MATERIAL FOR THE TASK -
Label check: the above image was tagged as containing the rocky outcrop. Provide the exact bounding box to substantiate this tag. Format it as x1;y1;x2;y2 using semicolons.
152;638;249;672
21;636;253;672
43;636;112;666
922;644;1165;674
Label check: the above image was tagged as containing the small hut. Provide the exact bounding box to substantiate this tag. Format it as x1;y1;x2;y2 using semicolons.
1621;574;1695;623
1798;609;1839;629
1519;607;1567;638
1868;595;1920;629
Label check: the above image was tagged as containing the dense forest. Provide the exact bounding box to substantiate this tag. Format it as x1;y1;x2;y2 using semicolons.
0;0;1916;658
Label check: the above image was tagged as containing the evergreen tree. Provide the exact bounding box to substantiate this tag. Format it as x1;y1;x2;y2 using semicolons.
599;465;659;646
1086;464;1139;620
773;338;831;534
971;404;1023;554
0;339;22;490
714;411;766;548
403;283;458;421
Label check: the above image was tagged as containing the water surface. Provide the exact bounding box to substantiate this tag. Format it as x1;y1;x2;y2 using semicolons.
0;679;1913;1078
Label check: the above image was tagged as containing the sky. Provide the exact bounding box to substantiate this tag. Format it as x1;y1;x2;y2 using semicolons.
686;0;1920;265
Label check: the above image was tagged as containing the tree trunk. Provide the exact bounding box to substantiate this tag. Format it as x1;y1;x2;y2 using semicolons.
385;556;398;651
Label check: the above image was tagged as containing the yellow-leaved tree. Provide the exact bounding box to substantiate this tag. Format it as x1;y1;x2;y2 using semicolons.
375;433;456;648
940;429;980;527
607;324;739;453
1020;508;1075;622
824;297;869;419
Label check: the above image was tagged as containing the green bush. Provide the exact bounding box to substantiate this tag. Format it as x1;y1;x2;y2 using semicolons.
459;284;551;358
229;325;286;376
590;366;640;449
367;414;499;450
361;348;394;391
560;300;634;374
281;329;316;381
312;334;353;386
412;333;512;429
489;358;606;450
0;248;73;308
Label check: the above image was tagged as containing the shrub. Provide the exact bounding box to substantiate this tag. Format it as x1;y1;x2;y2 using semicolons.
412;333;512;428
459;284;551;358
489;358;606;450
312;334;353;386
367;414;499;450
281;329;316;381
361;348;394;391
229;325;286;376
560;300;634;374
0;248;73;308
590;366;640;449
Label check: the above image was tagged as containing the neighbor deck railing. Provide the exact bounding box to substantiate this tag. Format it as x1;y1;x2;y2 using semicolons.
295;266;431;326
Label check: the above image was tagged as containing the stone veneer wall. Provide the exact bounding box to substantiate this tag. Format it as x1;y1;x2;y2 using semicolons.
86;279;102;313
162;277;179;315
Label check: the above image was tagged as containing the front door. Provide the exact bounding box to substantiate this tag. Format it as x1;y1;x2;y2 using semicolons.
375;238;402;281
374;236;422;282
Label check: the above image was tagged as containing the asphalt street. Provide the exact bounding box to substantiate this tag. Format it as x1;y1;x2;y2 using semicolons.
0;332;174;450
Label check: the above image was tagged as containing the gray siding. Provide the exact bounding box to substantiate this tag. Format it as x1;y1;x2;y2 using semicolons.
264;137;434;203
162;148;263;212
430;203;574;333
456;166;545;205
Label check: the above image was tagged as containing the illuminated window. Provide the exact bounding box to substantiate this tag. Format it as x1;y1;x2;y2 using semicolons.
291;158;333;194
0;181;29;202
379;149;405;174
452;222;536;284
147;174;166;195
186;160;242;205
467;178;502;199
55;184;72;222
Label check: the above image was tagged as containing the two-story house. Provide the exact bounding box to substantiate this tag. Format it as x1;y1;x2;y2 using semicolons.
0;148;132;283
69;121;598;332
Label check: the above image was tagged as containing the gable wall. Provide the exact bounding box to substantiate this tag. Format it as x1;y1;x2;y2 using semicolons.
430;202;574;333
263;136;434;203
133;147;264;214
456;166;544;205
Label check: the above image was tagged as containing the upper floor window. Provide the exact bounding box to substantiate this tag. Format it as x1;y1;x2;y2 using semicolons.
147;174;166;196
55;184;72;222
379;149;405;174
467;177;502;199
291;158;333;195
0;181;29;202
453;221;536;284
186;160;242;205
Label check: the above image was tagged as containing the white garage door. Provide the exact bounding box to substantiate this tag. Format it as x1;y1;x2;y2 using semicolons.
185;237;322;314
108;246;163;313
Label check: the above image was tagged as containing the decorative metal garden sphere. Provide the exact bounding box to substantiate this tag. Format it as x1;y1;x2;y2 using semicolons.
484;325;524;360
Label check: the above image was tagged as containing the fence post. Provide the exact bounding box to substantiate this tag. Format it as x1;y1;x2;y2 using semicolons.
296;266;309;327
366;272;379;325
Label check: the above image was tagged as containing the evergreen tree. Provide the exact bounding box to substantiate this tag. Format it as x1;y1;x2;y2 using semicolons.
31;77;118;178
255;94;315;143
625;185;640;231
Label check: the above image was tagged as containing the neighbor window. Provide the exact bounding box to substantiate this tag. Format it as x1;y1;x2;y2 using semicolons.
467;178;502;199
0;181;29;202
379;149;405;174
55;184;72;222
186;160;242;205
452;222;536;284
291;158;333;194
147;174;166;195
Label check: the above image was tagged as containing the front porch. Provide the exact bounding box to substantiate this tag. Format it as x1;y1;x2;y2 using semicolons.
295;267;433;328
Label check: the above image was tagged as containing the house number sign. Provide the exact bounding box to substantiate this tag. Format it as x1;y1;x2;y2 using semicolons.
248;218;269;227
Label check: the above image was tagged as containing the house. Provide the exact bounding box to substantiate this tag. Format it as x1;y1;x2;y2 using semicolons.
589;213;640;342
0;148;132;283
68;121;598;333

HOW TO COMPLETE THIS TASK - The reply is to be an exact copy of the listing.

WORKED SOLUTION -
Label check: the above image was tagged as containing the rocky outcrop. Provide the exact bounding box to substantiate this tag. Format it as x1;y1;x2;y2 using semicolons.
152;638;249;672
21;636;253;672
43;636;112;666
922;644;1165;674
Label check: the above image was tagged as containing the small hut. Provide the exact bounding box to substantiate this tag. Format it as x1;y1;x2;y2 using semicolons.
1621;574;1695;623
1798;609;1839;629
1519;607;1567;638
1868;595;1920;629
Label check: the above image was tagged as containing the dense forest. Provide the exact bounding box to substantiate this tag. Format it as x1;y1;x2;y2 using semicolons.
0;0;1916;658
Label check: the above image was tagged as containing the evergreen tree. Provide the exact bounding box to substantiate this tag. Format it as x1;y1;x2;y2 using semicolons.
599;465;659;646
1086;464;1139;620
773;338;831;534
971;404;1023;554
0;339;22;490
714;411;766;548
403;283;458;421
Label check: the above image was tagged as containing the water surface. Provide the exact bounding box to substantiate this tag. Format it as x1;y1;x2;y2 using semicolons.
0;679;1913;1078
Label check: the above image was tagged as containing the sky. Provide the exact bounding box to substantiate this tag. Format it as x1;y1;x2;y2 using semicolons.
686;0;1920;265
Label check: the above image was tagged as containing the tree trunk. Provide the exact bounding box to substantiate this tag. Format it as x1;y1;x2;y2 using semicolons.
385;556;398;651
Label check: the above image was tagged as containing the yellow-leaved tree. Provide the exact bounding box to substantiate this tag. Format it as x1;y1;x2;y2 using semicolons.
375;433;456;648
940;429;980;527
607;324;739;453
1020;508;1075;622
824;297;869;419
Label check: the above image was tagged as containing the green bush. Provide the exact bounding box to substantiate this tag. Format it as x1;y1;x2;y2 using semicolons.
459;284;551;358
229;325;286;376
590;366;640;449
367;414;499;450
361;348;394;391
560;300;634;374
281;329;316;381
312;334;353;386
412;333;512;429
489;358;606;450
0;248;73;308
Label check: the above image was tagged as containing the shrub. Provide the exact bounding box to substantiate this tag. Format it as x1;y1;x2;y2 using semicolons.
412;333;512;428
459;284;551;358
489;358;606;450
312;334;353;386
367;414;499;450
281;329;316;381
361;348;394;391
229;325;286;376
560;300;634;374
0;248;73;308
590;366;640;449
Label check: the above image was tagged as containing the neighbor deck railing. Provide the exact bounding box to substantiate this tag. Format it as x1;y1;x2;y2 using semicolons.
295;266;431;326
Label check: the above image was tagged as containing the stone veneer wall. Provide the exact bounding box to substantiate this tag. Format it as x1;y1;x2;y2 using semicolons.
86;279;102;313
162;277;179;315
Label check: the above image was tagged as containing the front door. Provide the exact bounding box to substantiate this tag. Format it as x1;y1;x2;y2 using semicolons.
375;238;402;281
374;236;422;282
Label check: the above image was tagged as containing the asphalt street. Provide the exact bounding box to substantiate this tag. Format it as x1;y1;x2;y2 using semicolons.
0;332;174;450
Label check: the above image was tagged as containing the gray siding. Provide the exact bounding box to substantiate this tag. Format it as x1;y1;x2;y2 using semicolons.
264;137;434;203
162;148;263;212
430;203;574;333
456;166;545;205
Label check: the above image was tagged as containing the illuminated window. Provide the exact bounding box to substantiate this tag. Format it as x1;y1;x2;y2 using semicolons.
291;158;333;194
0;181;29;202
379;149;405;174
452;222;536;284
147;174;166;195
186;160;242;205
467;178;502;199
55;184;72;222
Label check: the above image was tagged as containing the two-story house. Provide the exact bounding box to substantiate this tag. Format it as x1;y1;x2;y2 using semicolons.
0;148;132;283
69;121;598;332
Label check: the above image was tagged as containing the gable wall. Provide the exact bounding box to substantiate this tag. Format it as x1;y1;x2;y2 using semicolons.
430;202;574;333
263;136;434;203
133;147;264;214
456;166;544;205
Label check: the above image was tagged as containing the upper floor window. Provide the exact bounding box to substantiate this tag. Format it as x1;y1;x2;y2 using semicolons.
147;174;166;196
55;184;72;222
379;149;405;174
467;177;502;199
291;158;333;195
0;181;29;202
453;221;536;284
186;160;242;205
Label check: the above image was tagged as containing the white garage door. Provide the exact bounding box to substantiate this tag. Format it as x1;y1;x2;y2 using semicolons.
185;237;322;314
108;246;163;313
Label check: the above image was tagged as containing the decorative metal garden sphere. Provide the exact bounding box to substantiate this tag. Format it as x1;y1;x2;y2 using semicolons.
484;325;524;360
Label check: the above image was tagged as containing the fence post. Provide the exact bounding box to substantiate this tag. Format it as x1;y1;x2;y2 using semicolons.
296;266;309;327
366;272;379;325
Label check: the above image was tagged as containing the evergreen tree. Provide the exact bounding box to substantiate this tag. Format it as x1;y1;x2;y2 using semicolons.
31;77;118;178
255;94;315;143
625;185;640;231
Label check: the above image was tagged as containing the neighbor window. Provide the exact bounding box to substantiate this tag. Format it as x1;y1;x2;y2 using semicolons.
467;178;502;199
0;181;29;202
379;149;405;174
55;184;72;222
186;160;242;205
452;222;536;284
291;158;333;194
147;174;166;195
Label check: the above image was tagged as containing the front porch. Provide the exact bounding box to substantiate this tag. Format it as x1;y1;x2;y2 using semicolons.
295;267;433;328
Label check: the above image was tagged as containing the house number sign. Provide the exact bounding box to substantiate this tag. Format it as x1;y1;x2;y2 using semicolons.
248;218;269;227
Label check: the above image was tagged as containing the house. Provide the exact bounding box to substantiate this tag. Format it as x1;y1;x2;y2 using semicolons.
589;213;640;342
0;148;132;283
68;121;598;333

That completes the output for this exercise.